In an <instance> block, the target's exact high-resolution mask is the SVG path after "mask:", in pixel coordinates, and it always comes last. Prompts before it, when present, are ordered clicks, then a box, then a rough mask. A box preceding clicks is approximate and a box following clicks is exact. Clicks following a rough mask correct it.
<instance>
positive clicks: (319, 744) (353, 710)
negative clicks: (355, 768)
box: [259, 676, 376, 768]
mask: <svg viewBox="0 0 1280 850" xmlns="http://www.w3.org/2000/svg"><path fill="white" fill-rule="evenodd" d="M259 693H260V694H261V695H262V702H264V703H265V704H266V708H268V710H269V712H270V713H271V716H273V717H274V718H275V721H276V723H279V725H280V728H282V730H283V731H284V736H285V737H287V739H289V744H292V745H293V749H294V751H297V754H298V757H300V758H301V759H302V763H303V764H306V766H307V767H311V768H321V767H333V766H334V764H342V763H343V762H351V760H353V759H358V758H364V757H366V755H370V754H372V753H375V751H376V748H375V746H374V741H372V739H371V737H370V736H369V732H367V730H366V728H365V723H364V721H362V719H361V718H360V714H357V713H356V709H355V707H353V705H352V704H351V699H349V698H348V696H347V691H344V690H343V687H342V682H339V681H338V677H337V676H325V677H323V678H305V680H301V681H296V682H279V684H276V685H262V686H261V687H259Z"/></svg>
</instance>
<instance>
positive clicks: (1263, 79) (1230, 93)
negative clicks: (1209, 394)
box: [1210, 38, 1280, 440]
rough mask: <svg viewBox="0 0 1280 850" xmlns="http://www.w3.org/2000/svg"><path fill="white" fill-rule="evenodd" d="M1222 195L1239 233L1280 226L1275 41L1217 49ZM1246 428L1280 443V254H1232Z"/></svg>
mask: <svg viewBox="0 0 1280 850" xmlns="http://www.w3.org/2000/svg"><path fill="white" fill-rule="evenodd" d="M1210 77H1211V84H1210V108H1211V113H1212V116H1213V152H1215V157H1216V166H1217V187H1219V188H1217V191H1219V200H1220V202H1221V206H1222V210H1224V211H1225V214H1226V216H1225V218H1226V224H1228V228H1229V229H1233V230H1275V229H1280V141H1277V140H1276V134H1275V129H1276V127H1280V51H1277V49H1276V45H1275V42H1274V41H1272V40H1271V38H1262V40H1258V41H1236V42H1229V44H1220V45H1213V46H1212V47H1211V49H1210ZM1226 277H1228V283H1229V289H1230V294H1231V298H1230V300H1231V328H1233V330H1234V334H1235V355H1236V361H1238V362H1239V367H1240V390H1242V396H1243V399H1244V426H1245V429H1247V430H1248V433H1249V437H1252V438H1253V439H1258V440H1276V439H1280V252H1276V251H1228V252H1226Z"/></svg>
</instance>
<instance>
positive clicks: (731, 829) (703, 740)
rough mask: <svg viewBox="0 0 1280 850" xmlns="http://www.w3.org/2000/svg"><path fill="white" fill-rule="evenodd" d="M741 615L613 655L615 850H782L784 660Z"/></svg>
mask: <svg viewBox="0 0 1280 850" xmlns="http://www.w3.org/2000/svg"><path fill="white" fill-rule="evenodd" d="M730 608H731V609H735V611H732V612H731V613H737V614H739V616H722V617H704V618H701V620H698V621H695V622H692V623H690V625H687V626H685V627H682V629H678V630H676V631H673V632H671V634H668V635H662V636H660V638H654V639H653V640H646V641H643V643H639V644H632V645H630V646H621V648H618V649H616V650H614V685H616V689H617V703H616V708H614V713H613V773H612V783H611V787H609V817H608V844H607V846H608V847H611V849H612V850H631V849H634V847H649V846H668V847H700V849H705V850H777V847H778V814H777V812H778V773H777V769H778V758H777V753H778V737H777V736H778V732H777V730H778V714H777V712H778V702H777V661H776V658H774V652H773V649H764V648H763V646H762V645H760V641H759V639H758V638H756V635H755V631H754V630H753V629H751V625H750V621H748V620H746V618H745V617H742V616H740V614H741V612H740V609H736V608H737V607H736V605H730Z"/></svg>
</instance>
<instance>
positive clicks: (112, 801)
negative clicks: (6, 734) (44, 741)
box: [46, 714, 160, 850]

TASK –
Copy out every entry above word for word, keeping each line as it stands.

ANSWER –
In an <instance> block, the target's exact high-resolution mask is the SVG path after "mask:", in pixel coordinates, and it always comes last. Prompts before it, when present, are ordered clicks, then a box, then a rough mask. A box preceding clicks is approximate and a box following clicks is exact. Clicks following a rough mask correct it.
<instance>
positive clicks: (319, 744) (353, 710)
negative clicks: (355, 768)
box: [259, 676, 376, 768]
mask: <svg viewBox="0 0 1280 850" xmlns="http://www.w3.org/2000/svg"><path fill="white" fill-rule="evenodd" d="M259 693H260V694H261V695H262V702H264V703H265V704H266V708H268V710H269V712H270V713H271V716H273V717H274V718H275V721H276V723H279V725H280V728H282V730H283V731H284V736H285V737H287V739H289V744H292V745H293V749H294V751H297V754H298V757H300V758H301V759H302V763H303V764H306V766H307V767H311V768H321V767H333V766H334V764H342V763H343V762H351V760H353V759H358V758H364V757H366V755H370V754H372V753H375V751H376V748H375V746H374V741H372V739H371V737H370V736H369V732H367V730H366V728H365V723H364V721H362V719H361V718H360V714H357V713H356V709H355V707H353V705H352V704H351V699H349V698H348V696H347V691H344V690H343V687H342V682H339V681H338V677H337V676H325V677H323V678H305V680H301V681H296V682H279V684H276V685H262V686H261V687H259Z"/></svg>
</instance>
<instance>
positive clicks: (1263, 79) (1230, 93)
negative clicks: (1209, 394)
box: [1210, 38, 1280, 440]
rough mask: <svg viewBox="0 0 1280 850" xmlns="http://www.w3.org/2000/svg"><path fill="white" fill-rule="evenodd" d="M1222 195L1239 233L1280 226L1275 41L1217 49ZM1246 428L1280 443V254H1232Z"/></svg>
mask: <svg viewBox="0 0 1280 850" xmlns="http://www.w3.org/2000/svg"><path fill="white" fill-rule="evenodd" d="M1210 77H1211V84H1210V108H1211V113H1212V116H1213V152H1215V157H1216V166H1217V187H1219V188H1217V191H1219V200H1220V202H1221V206H1222V210H1224V211H1225V214H1226V216H1225V218H1226V224H1228V228H1229V229H1233V230H1275V229H1280V141H1277V140H1276V134H1275V129H1276V127H1280V51H1277V49H1276V45H1275V42H1274V41H1272V40H1271V38H1262V40H1258V41H1236V42H1229V44H1220V45H1213V46H1212V47H1211V49H1210ZM1226 277H1228V283H1229V289H1230V294H1231V298H1230V300H1231V328H1233V330H1234V334H1235V355H1236V361H1238V362H1239V367H1240V390H1242V396H1243V399H1244V426H1245V429H1247V430H1248V433H1249V437H1252V438H1253V439H1258V440H1276V439H1280V252H1276V251H1228V252H1226Z"/></svg>
</instance>
<instance>
positive clicks: (731, 829) (703, 740)
rough mask: <svg viewBox="0 0 1280 850" xmlns="http://www.w3.org/2000/svg"><path fill="white" fill-rule="evenodd" d="M741 615L613 655L615 850H782L784 660Z"/></svg>
mask: <svg viewBox="0 0 1280 850" xmlns="http://www.w3.org/2000/svg"><path fill="white" fill-rule="evenodd" d="M730 608H731V609H735V611H732V612H731V613H737V614H739V616H722V617H704V618H701V620H698V621H695V622H692V623H690V625H687V626H685V627H682V629H678V630H676V631H673V632H671V634H668V635H662V636H660V638H654V639H653V640H646V641H643V643H639V644H632V645H630V646H621V648H618V649H616V650H614V685H616V689H617V703H616V708H614V713H613V773H612V783H611V787H609V817H608V844H607V846H608V847H611V849H612V850H631V849H634V847H649V846H668V847H700V849H705V850H777V847H778V814H777V812H778V773H777V769H778V758H777V753H778V737H777V736H778V732H777V730H778V714H777V712H778V702H777V661H776V658H774V652H773V649H764V648H763V646H762V645H760V641H759V639H758V638H756V635H755V631H754V630H753V629H751V625H750V621H748V620H746V618H745V617H742V616H740V614H741V612H740V609H736V608H737V607H736V605H730Z"/></svg>
</instance>
<instance>
positive clicks: (112, 801)
negative clicks: (6, 734) (44, 741)
box: [46, 714, 160, 850]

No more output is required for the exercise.